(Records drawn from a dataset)
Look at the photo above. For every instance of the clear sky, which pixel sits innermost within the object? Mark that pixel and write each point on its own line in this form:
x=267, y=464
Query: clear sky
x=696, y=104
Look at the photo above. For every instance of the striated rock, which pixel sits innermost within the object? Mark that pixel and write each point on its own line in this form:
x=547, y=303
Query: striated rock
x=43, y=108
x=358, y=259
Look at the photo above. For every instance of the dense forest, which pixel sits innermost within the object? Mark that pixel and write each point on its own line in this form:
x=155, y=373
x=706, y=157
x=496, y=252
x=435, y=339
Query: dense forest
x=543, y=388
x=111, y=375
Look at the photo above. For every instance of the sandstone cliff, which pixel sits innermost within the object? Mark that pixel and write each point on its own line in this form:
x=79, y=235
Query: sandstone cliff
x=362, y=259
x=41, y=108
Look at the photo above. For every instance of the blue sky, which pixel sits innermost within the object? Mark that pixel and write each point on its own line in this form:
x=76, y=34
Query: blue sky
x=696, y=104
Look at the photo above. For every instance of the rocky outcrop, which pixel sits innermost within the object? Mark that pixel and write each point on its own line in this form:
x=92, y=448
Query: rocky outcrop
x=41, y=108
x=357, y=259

Exercise aim: Every line of the data must be written out again word for word.

Output of the exercise:
Look at the photo above. For every instance of the clear sky, which pixel sits innermost within the object? Mark that pixel and write each point on its own line in this form:
x=267, y=464
Query: clear sky
x=696, y=104
Look at the photo above. For every instance of the striated rock, which pixel sits innermost within the object? Mark that pixel and write each point on its own line in this form:
x=547, y=303
Query: striated rock
x=43, y=108
x=358, y=259
Look at the photo above. For every instance of the dense forest, which pixel sits innermost within the object? Mark that pixel and write each point on its own line in this form:
x=155, y=373
x=706, y=157
x=496, y=252
x=435, y=339
Query: dense forest
x=543, y=388
x=111, y=375
Look at the photo above. For every instance of the sandstone cliff, which pixel sits innermost within the object? Mark that pixel and write each point on its own line in this form:
x=79, y=235
Query: sandstone cliff
x=362, y=259
x=41, y=108
Look at the photo above. For every instance of the blue sky, which pixel sits innermost within the object? Mark that pixel and write each point on its own line in this form:
x=76, y=34
Query: blue sky
x=696, y=104
Look at the photo above. For every instance of the rocky outcrop, which pixel sits innermost within the object? Mark that pixel and write each point on its own line in this form:
x=92, y=448
Query: rocky outcrop
x=41, y=108
x=357, y=259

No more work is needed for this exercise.